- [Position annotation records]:
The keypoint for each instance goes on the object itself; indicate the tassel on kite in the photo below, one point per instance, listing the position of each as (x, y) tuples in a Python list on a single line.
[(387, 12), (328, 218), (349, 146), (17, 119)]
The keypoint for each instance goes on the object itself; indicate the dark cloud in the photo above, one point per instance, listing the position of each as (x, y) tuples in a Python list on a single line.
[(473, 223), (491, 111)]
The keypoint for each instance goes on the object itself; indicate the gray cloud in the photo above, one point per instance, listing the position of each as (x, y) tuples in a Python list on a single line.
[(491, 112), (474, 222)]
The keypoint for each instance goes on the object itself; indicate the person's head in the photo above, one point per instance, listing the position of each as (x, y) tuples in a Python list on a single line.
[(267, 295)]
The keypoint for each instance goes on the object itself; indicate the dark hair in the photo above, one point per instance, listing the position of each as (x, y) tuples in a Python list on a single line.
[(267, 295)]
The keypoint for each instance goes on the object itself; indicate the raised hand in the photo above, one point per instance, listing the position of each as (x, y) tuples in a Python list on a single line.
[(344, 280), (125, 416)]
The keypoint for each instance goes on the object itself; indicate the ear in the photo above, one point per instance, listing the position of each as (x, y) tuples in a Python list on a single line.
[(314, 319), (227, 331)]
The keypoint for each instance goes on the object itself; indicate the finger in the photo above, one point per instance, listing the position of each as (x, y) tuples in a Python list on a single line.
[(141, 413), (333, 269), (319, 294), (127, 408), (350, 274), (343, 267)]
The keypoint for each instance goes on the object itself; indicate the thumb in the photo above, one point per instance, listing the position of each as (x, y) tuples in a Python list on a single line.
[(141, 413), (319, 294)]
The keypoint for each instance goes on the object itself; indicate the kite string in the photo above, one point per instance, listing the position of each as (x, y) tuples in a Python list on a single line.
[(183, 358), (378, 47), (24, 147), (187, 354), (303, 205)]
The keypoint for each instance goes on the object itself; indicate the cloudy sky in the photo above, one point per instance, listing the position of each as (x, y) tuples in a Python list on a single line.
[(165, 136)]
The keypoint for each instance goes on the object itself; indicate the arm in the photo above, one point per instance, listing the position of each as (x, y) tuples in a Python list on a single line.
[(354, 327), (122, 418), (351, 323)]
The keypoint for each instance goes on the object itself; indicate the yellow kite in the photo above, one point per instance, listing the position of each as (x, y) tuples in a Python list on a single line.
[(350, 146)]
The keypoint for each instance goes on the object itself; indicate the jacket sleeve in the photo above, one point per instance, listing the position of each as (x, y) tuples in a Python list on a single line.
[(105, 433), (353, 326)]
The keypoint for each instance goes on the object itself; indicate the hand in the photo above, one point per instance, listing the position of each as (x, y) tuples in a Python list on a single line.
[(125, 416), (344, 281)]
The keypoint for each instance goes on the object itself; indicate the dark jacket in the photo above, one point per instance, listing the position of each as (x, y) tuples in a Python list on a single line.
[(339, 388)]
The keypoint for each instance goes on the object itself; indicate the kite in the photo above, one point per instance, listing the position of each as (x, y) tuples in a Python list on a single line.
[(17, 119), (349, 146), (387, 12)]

- [Work to do]: Put the data from the line containing "indicate the gray" through the line containing "[(314, 319), (227, 331)]" into a two-column CSV with the header input,output. Give one row for each text and its answer, with every field in double quotes and any line breaks replaced by spaces.

- [Result for this task]:
input,output
"The keypoint for each instance goes on the object itself; indicate the gray cloud in the photo above, one point per instance, listing the position of each as (x, y) tuples in a Python list on a single line.","[(491, 112), (474, 222)]"
"The keypoint for each instance goes on the object itself; indicate the person's head in the photo above, one point per instance, listing the position of each as (x, y) tuples in a Python list on a single line.","[(267, 295)]"
"The keypoint for each instance goes on the object itself; indicate the dark hair in the photo above, one point per instance, listing the position of each as (x, y) tuples in a Python list on a single line.","[(267, 295)]"
"The keypoint for each instance goes on the object itself; indicate the raised hand in the photo above, one point per instance, listing the position of each as (x, y) tuples in a Python list on a single line.","[(344, 280), (125, 416)]"
"The keypoint for each instance goes on the object itself; indicate the ear in the photo above, one point per instance, listing the position of each as (x, y) tuples in a Python list on a single line.","[(314, 319), (227, 331)]"